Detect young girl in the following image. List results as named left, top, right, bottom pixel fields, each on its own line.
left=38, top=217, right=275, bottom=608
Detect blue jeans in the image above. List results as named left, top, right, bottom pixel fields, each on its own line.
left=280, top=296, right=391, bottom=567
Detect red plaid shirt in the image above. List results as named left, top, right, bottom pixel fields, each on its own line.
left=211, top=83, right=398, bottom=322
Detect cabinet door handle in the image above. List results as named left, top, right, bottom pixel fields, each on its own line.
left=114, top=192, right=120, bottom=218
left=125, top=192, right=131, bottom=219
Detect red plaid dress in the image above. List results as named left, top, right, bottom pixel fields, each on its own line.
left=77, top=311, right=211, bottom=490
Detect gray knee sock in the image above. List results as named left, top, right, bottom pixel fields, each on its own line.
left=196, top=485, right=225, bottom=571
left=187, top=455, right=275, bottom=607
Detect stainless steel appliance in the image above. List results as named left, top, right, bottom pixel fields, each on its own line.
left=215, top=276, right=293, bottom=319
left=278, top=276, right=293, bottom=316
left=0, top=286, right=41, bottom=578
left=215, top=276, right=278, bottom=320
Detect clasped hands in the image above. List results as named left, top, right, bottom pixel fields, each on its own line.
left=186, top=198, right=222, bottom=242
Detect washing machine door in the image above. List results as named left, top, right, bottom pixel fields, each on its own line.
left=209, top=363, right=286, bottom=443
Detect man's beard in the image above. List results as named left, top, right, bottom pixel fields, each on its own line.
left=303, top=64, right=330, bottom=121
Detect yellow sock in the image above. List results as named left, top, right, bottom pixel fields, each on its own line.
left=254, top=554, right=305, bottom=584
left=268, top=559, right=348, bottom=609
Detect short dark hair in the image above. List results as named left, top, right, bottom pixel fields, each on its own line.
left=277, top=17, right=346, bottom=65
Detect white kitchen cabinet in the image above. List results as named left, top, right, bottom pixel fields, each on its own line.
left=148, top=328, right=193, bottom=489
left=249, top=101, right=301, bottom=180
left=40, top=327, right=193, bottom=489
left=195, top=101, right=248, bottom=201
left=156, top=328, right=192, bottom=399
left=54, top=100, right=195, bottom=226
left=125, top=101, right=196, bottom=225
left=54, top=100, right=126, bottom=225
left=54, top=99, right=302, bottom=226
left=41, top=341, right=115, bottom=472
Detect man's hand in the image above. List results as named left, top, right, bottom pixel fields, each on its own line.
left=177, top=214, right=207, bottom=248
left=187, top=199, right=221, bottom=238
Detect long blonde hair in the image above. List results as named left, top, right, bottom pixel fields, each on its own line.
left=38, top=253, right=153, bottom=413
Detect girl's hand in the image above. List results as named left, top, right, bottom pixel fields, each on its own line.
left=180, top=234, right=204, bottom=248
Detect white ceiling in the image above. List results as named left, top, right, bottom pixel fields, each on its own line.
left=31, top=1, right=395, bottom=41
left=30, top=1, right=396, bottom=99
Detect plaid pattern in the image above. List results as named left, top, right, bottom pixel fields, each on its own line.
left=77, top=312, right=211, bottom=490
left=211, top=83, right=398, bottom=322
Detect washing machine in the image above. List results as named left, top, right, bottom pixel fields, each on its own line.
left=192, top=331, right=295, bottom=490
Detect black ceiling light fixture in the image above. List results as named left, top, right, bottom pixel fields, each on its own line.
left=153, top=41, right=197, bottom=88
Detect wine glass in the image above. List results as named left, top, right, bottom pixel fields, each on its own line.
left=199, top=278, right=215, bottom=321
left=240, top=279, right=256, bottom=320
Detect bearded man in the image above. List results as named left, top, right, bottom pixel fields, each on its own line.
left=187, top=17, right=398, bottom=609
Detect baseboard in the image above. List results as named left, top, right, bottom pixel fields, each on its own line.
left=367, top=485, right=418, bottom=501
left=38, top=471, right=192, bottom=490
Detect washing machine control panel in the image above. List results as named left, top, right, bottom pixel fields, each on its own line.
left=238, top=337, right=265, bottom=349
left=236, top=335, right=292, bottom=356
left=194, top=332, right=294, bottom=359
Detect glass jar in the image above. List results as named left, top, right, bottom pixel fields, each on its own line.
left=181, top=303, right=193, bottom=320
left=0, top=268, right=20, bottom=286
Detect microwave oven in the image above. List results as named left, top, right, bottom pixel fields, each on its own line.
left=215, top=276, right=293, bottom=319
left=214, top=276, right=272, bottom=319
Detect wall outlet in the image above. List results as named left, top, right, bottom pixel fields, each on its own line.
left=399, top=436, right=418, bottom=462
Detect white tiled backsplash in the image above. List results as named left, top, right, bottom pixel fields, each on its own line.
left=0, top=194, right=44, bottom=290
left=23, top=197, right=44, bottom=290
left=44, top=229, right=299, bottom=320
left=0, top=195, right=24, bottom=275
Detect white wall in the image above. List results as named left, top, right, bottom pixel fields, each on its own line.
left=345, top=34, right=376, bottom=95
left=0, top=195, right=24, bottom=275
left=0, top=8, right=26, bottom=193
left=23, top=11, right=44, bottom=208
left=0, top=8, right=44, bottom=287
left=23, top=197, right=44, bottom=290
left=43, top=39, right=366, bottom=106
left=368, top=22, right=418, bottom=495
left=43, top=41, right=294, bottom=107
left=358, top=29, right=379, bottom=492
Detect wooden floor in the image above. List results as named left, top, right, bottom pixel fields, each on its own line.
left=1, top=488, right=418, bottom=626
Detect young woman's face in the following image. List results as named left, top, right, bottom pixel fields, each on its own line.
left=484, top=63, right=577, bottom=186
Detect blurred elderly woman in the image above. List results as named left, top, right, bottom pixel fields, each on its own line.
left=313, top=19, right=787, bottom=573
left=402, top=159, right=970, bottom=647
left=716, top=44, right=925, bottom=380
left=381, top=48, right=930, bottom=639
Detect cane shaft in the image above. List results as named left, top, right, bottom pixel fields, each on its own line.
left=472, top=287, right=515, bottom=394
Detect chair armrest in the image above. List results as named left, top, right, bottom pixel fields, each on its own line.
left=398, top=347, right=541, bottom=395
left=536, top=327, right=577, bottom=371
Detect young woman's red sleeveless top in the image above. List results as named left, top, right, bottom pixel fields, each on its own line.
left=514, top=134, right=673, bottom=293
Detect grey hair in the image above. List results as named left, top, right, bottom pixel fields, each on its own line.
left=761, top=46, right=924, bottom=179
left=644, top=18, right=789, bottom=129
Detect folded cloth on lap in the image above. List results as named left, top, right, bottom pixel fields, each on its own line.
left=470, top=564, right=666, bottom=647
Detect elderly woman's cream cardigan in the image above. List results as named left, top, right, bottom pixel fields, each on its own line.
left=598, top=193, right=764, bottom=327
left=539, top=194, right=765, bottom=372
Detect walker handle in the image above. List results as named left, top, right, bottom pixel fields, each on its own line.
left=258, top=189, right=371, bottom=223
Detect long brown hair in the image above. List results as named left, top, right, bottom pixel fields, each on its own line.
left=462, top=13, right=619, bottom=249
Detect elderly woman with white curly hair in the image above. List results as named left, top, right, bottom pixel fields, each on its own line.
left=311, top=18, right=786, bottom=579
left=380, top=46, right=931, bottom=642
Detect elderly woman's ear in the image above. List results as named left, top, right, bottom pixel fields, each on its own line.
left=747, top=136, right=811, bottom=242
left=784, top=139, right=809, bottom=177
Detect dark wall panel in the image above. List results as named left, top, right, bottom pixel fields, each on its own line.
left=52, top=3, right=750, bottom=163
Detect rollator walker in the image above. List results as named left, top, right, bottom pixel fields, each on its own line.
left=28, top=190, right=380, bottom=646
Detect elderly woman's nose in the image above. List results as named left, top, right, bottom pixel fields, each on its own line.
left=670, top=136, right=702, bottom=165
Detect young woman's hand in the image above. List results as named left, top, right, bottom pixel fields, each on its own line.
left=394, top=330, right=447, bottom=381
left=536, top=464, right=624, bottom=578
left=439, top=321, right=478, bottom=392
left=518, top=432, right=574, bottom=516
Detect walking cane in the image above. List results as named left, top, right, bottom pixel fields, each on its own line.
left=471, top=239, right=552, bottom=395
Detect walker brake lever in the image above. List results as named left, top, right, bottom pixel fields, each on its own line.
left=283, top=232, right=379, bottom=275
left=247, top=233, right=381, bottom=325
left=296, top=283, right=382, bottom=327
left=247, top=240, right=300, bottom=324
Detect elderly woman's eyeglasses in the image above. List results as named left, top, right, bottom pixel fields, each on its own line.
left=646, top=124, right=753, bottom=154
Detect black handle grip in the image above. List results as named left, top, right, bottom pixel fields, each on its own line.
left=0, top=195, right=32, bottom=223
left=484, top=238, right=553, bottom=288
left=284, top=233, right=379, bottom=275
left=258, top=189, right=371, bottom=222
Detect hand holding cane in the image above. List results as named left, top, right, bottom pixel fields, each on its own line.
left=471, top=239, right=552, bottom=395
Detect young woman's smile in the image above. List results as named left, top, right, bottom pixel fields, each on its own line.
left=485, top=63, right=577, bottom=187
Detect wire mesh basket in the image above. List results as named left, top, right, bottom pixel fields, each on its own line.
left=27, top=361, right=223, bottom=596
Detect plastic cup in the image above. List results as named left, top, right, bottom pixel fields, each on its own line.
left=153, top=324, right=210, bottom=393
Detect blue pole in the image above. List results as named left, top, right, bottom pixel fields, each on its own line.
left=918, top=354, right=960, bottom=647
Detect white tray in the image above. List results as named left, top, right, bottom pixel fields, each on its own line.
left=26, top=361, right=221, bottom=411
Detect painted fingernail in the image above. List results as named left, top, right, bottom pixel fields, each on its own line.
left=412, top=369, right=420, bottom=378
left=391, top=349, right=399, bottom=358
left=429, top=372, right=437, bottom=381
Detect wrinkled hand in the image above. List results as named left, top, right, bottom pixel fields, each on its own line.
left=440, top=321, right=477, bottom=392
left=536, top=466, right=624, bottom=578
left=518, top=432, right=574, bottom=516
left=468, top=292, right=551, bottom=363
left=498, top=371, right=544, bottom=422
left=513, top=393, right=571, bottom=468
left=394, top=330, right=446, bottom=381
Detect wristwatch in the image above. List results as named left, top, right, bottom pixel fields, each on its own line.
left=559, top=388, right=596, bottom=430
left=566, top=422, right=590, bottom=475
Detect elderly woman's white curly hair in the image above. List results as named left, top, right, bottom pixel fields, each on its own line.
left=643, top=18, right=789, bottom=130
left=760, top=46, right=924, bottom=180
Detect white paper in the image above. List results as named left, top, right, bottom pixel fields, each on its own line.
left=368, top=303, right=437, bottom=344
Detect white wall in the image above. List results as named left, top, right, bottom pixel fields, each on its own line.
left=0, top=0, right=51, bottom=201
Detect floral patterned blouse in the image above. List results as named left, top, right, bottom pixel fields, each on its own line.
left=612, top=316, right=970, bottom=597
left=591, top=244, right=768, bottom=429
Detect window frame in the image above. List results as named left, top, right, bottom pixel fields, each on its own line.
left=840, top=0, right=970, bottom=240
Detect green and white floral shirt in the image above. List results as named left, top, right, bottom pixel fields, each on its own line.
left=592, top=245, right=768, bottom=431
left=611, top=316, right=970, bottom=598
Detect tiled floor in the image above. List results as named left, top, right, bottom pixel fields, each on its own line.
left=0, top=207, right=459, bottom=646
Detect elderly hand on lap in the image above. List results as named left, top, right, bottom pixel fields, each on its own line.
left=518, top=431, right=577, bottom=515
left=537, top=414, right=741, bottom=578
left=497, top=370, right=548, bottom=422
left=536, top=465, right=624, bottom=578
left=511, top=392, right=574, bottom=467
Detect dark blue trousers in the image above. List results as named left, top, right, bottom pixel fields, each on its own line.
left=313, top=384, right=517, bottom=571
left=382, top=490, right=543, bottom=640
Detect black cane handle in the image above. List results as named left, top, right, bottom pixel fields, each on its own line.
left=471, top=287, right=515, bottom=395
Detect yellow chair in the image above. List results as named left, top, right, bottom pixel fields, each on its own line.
-- -- --
**YOUR TASK**
Write down exactly the line with "Detect green and", then each line after it through the end of the data.

**RESULT**
Detect green and white floral shirt in the image above. List results as named left, top, right, bottom pixel fields, each on its own line.
left=592, top=245, right=768, bottom=431
left=611, top=316, right=970, bottom=598
Detect tiled floor in the image above. List results as named left, top, right, bottom pixel fields, each on its own line.
left=0, top=207, right=459, bottom=646
Detect elderly hand on lap in the image above. List results as named left, top, right, bottom pixel fields, each on its own line.
left=518, top=431, right=577, bottom=515
left=537, top=414, right=741, bottom=578
left=497, top=370, right=548, bottom=422
left=536, top=465, right=624, bottom=578
left=511, top=392, right=574, bottom=467
Detect dark blue trousers in the image above. List results as named left, top, right, bottom pixel fields, each on its own line.
left=313, top=384, right=517, bottom=571
left=382, top=490, right=543, bottom=640
Detect black cane handle in the image above. List results as named left, top, right, bottom pixel fields, each on its own line.
left=471, top=287, right=515, bottom=395
Detect yellow chair in the image above. List results as named left, top, right, bottom pixel fields, each on its own line.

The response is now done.